-- start Stored records --

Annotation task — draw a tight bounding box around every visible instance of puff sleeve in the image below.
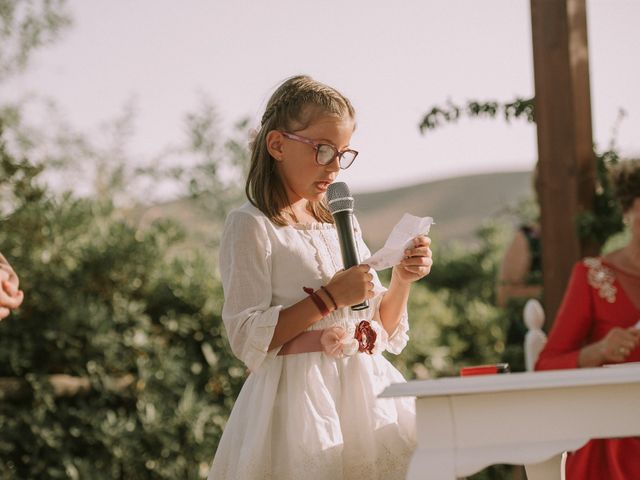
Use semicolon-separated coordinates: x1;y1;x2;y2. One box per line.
219;211;282;371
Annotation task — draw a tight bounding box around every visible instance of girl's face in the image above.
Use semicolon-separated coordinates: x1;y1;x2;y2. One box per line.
268;116;355;205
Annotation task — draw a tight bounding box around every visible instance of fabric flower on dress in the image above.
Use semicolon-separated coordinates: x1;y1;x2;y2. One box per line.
320;326;359;358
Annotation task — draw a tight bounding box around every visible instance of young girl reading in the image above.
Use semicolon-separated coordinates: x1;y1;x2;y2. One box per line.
209;76;432;480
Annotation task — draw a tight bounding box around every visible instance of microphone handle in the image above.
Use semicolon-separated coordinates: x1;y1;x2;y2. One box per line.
333;210;369;310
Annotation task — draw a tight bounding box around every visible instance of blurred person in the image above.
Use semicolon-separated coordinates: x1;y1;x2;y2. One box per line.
536;160;640;480
0;253;24;321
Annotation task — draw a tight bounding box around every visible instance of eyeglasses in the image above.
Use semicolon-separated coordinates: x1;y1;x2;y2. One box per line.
281;132;358;170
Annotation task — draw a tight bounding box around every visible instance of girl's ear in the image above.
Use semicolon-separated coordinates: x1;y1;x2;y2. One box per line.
267;130;284;162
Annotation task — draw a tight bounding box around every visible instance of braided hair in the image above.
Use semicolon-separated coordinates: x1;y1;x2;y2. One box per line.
245;75;355;226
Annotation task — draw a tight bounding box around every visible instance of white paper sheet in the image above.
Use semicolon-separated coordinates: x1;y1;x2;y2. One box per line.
362;213;434;271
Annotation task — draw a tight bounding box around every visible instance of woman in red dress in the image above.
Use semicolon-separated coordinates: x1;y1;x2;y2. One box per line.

-- end Stored records --

Rewrite every one of the records above, substituting "Labeling job" for "Annotation task" and changing nothing else. Omit the pictures.

Labeling job — draw a tight bounding box around every visible instance of puff sleeve in the image below.
Use semicolon-separated coordinates: x1;y1;x2;y2. One box per line.
219;211;282;371
Labeling job — draw a tight bounding box around every visible instance of girl's face in the image above.
Use semicolon-separated coordinates: x1;y1;x2;y2. One box per line.
268;116;355;205
Labeling job — draw a tight bounding box around every visible instance of fabric flower on dress in the image above.
Use semicolon-separated coordinates: x1;y1;x2;y2. One box per line.
320;326;359;358
Labeling job — draw a tight bounding box around every visible instance of young girl reading in the image above.
Use semicolon-separated coordinates: x1;y1;x2;y2. One box per line.
209;76;432;480
Labeling job — draw a tight bounding box around every visible instance of microphone handle in the image above.
Use semicolon-separated coordinates: x1;y1;x2;y2. One box per line.
333;210;369;310
Labeling job — draw a tight bounding box around every visible instance of blurred person in the image above.
Use semicolon-separated coordinates: x1;y1;x2;y2. One box per line.
536;160;640;480
0;253;24;321
Labeling job — draw a tight bounding box around every visible instance of eyeglasses in the image above.
Use semicolon-separated coordinates: x1;y1;x2;y2. One box per line.
281;132;358;170
Labeling job — draw a tight bounding box around every visible instance of girl's ear in the image above.
Use semicolon-separated coordinates: x1;y1;x2;y2. One box per line.
267;130;284;162
Labeling job — draw a tight bounding box around every visible instance of braided hair in the image above.
Use semicolon-separated coordinates: x1;y1;x2;y2. One box per line.
245;75;355;226
Labeling job — draw a tight bounding box around every visible instance of white paper sheet in the image above.
Use semicolon-separated coordinates: x1;y1;x2;y2. One box per line.
362;213;434;271
Labeling job — draw a tight bounding box around every visible instance of woman in red dress in the image above.
Use semicolon-separated coordinates: x1;y1;x2;y2. One box per line.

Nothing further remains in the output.